What is required:
Answer these questions about the forum thread:
(a) In the first post, by about how much does the speed drop during the phantom braking the writer mentions?
(b) Needsdecaf says the problem has happened on which follow distance settings, and which setting was probably in use at the time?
(c) What does Reliev believe the setting number represents?

Provided text:

I agree it's really hard to tell what it would feel like from video. It's also different if you're a passenger or a driver. The driver driving a stick, for example, could feel like a normal casual drive while the passenger's head is snapping back and forth. I've had phantom braking where it only drops like one mile an hour. A video wouldn't show anything but if you were in the car you absolutely perceive it. I also think about the video not doing the experience justice every time I see one of those full self-driving videos or even my TeslaCam videos of a car getting too close. I get your point but only because I have v10 in my car and have perceived it.


----------



## Needsdecaf (Dec 27, 2018)

RichEV said:


> What was the TACC follow distance setting? How far in front was the car you were following?


This has happened on settings 1-4. I believe I was on 2 at the time. So whatever that is.

I was right behind the car in stop / go and this was as it was accelerating away.


----------



## Reliev (Jun 3, 2017)

Needsdecaf said:


> This has happened on settings 1-4. I believe I was on 2 at the time. So whatever that is.
> 
> I was right behind the car in stop / go and this was as it was accelerating away.


I'm 99% sure the # is car lengths based on speed .


----------



## iChris93 (Feb 3, 2017)

Reliev said:


> I'm 99% sure the # is car lengths based on speed .

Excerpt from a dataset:
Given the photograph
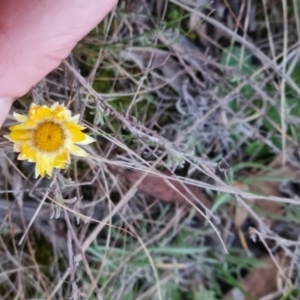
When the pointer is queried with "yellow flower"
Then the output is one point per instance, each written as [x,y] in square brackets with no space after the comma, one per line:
[47,136]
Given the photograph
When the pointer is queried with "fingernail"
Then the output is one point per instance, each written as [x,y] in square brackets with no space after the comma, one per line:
[5,105]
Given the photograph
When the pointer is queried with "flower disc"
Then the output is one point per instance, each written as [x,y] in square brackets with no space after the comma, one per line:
[47,136]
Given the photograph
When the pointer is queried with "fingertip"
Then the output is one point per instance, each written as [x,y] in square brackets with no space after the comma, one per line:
[5,105]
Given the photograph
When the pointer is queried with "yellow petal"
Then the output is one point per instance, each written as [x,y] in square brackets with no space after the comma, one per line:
[88,140]
[61,159]
[39,113]
[48,166]
[75,119]
[54,106]
[71,125]
[17,148]
[20,118]
[76,136]
[76,150]
[28,151]
[19,136]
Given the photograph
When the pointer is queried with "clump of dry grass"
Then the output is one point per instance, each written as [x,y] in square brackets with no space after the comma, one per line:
[158,98]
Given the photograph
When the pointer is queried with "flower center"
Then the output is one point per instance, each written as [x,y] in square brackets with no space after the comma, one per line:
[48,137]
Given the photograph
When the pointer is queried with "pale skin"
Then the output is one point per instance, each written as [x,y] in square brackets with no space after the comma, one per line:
[36,35]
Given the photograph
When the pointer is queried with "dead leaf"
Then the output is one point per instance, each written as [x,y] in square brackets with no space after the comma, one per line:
[268,188]
[158,187]
[261,281]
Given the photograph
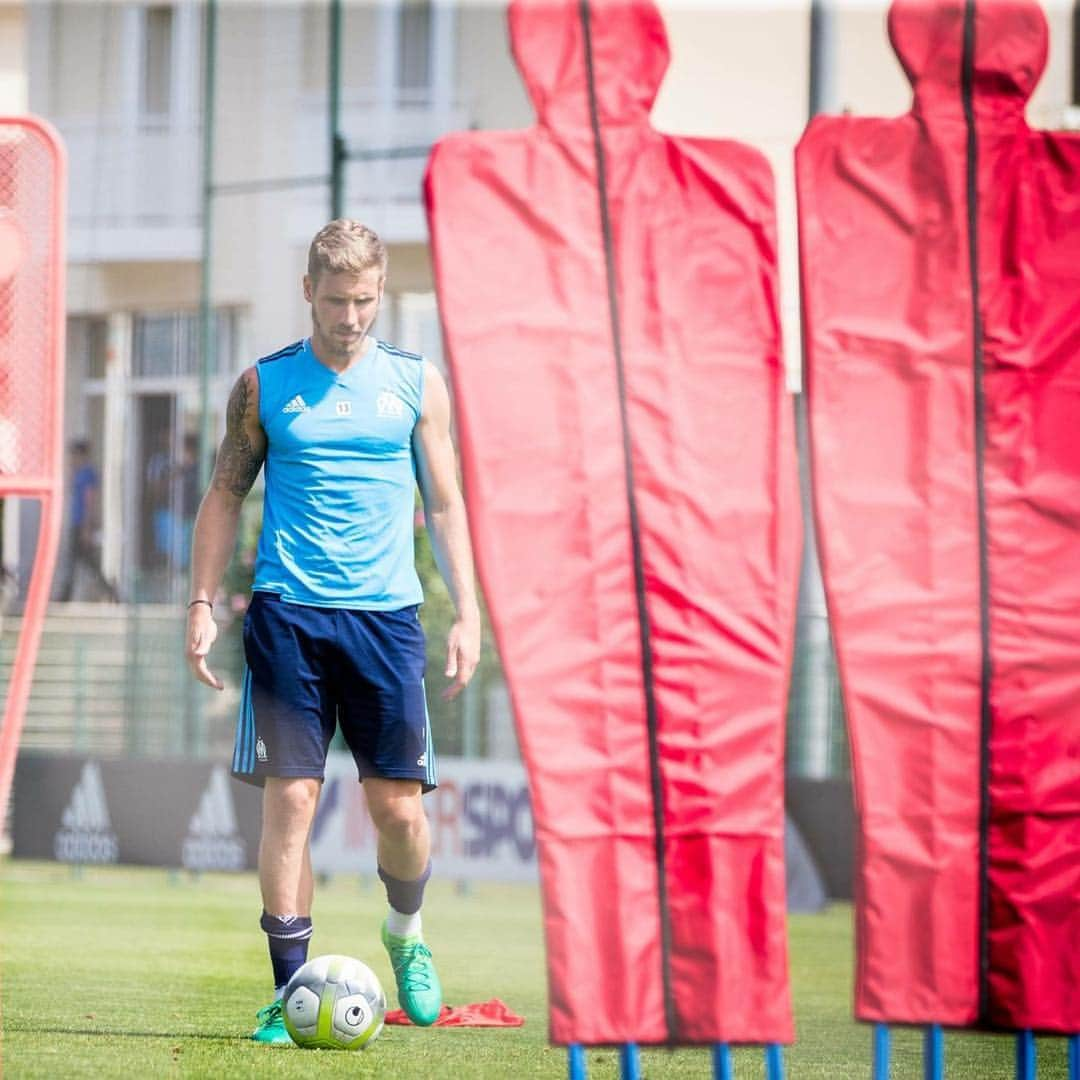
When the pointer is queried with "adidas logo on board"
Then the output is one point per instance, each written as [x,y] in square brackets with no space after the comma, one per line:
[85,834]
[213,841]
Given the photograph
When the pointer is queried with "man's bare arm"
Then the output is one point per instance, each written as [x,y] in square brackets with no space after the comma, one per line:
[239,461]
[448,527]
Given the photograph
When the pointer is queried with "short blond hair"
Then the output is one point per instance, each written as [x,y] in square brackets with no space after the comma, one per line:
[346,246]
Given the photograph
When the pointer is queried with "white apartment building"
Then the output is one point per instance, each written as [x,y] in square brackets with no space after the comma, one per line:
[123,81]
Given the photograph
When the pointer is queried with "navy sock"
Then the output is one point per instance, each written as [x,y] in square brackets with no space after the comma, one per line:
[405,896]
[287,936]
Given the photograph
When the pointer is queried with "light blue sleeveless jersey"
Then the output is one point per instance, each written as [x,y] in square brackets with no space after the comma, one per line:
[340,481]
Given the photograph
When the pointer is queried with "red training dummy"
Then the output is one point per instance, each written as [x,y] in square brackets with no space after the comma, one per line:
[941,272]
[609,300]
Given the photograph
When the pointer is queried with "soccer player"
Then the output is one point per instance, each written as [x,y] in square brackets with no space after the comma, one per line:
[347,426]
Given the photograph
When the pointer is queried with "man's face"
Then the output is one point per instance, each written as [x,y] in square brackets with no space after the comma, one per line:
[343,307]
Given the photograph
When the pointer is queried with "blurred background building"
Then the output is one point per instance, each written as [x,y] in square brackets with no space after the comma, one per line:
[181,274]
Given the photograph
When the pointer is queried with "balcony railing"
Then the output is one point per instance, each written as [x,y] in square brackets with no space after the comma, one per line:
[133,190]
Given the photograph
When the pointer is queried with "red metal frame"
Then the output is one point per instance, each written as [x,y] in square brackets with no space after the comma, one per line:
[49,485]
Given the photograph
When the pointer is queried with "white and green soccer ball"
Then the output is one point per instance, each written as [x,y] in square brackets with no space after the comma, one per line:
[334,1002]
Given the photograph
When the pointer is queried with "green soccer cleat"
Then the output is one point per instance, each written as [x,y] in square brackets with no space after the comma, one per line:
[419,991]
[271,1029]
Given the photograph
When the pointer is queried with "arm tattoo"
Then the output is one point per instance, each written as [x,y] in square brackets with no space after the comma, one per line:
[238,461]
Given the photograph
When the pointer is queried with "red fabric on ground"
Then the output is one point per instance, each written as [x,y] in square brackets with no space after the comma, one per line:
[494,1013]
[520,259]
[907,354]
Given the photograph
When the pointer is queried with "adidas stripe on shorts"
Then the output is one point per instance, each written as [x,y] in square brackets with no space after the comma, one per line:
[310,669]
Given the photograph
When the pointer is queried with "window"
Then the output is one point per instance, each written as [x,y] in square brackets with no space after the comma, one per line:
[414,45]
[171,343]
[154,92]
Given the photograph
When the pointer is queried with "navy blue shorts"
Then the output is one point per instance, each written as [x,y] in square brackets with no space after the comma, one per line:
[310,669]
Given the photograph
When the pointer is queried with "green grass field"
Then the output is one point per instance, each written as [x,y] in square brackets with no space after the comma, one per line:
[143,973]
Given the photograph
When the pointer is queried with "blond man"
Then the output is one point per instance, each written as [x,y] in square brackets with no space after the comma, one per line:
[347,426]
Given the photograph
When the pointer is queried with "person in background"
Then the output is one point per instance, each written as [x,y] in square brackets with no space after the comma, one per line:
[83,521]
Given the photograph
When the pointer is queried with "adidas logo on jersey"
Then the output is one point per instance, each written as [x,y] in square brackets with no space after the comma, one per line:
[213,841]
[389,406]
[85,834]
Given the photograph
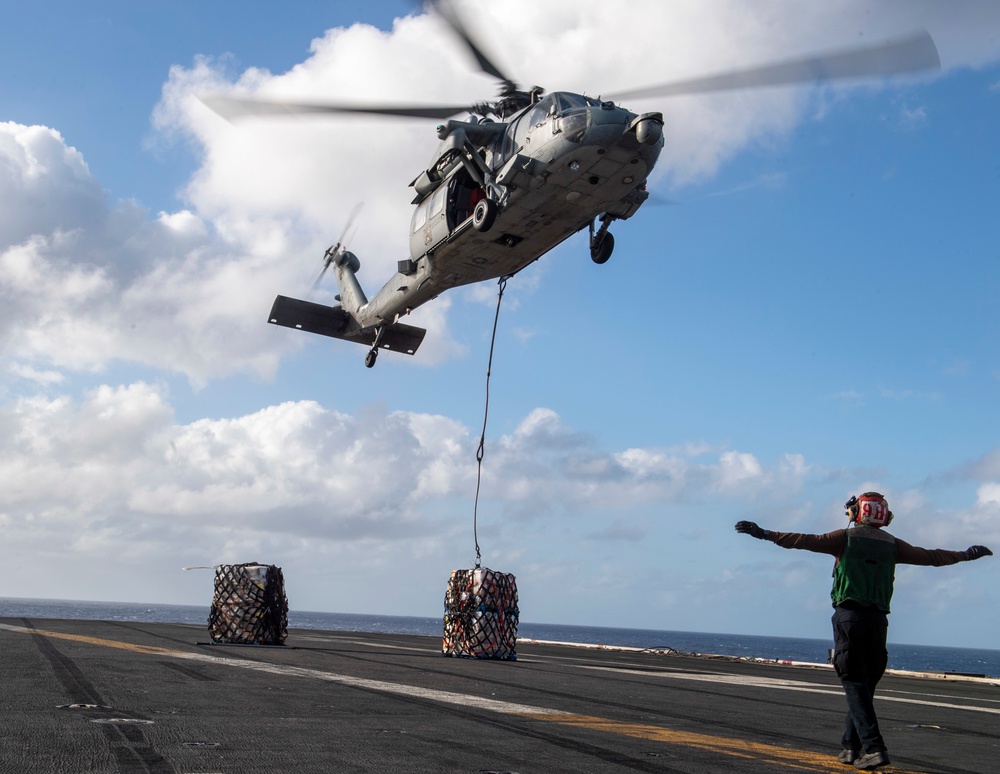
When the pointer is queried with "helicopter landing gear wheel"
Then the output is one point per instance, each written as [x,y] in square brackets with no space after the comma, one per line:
[602,247]
[484,215]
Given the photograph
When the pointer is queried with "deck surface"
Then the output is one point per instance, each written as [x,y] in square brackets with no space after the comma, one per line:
[91,696]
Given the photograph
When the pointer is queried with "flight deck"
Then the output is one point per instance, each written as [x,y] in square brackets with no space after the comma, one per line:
[93,696]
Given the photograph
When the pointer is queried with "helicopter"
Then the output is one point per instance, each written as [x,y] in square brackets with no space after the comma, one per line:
[520,175]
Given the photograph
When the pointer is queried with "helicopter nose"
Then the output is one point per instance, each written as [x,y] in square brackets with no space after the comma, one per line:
[648,128]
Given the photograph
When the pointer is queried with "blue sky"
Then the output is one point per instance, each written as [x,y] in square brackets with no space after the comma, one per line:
[806,311]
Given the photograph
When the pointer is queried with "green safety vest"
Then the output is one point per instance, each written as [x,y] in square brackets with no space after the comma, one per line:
[866,569]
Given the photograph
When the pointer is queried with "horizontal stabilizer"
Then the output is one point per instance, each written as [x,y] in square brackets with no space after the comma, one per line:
[334,321]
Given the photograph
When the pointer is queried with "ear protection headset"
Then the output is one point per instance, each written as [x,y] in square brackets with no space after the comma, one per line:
[869,510]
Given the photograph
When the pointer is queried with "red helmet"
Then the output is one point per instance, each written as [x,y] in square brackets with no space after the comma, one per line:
[869,510]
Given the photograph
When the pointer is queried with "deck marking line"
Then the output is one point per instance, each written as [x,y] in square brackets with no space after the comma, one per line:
[768,753]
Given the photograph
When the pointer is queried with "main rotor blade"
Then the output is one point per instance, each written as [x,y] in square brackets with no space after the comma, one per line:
[235,108]
[446,10]
[905,55]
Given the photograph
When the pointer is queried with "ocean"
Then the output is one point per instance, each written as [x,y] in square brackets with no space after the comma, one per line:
[918,658]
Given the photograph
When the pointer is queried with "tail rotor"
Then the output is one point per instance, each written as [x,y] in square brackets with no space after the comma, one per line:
[336,251]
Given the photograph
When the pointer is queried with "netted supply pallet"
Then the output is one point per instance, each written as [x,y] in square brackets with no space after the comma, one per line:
[480,614]
[249,607]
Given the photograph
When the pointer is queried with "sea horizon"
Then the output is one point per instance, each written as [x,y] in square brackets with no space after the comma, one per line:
[920,658]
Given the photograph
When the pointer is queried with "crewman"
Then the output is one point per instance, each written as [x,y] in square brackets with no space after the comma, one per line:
[863,573]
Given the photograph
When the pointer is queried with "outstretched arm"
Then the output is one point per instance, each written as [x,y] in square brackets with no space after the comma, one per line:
[831,543]
[936,557]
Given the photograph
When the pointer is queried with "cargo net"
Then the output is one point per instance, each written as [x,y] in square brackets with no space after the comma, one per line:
[249,607]
[480,615]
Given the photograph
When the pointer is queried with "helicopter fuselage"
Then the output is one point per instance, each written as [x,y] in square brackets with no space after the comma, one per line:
[546,172]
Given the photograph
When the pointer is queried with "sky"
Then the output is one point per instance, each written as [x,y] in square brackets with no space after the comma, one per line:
[804,310]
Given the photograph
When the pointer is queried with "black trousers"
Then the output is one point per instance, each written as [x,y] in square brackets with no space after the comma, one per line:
[860,658]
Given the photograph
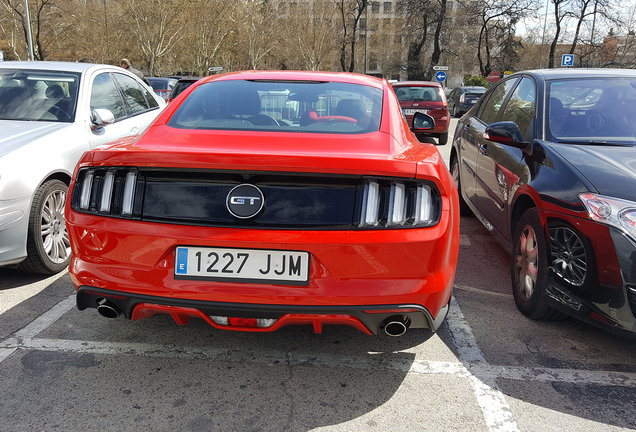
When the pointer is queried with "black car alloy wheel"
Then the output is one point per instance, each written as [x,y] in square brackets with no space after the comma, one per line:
[530,268]
[568,255]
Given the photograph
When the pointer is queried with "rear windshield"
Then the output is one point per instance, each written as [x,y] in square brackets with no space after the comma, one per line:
[290,106]
[419,94]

The completed task:
(a) About one mile an hour.
(b) Settings 1-4; probably setting 2.
(c) Car lengths based on speed.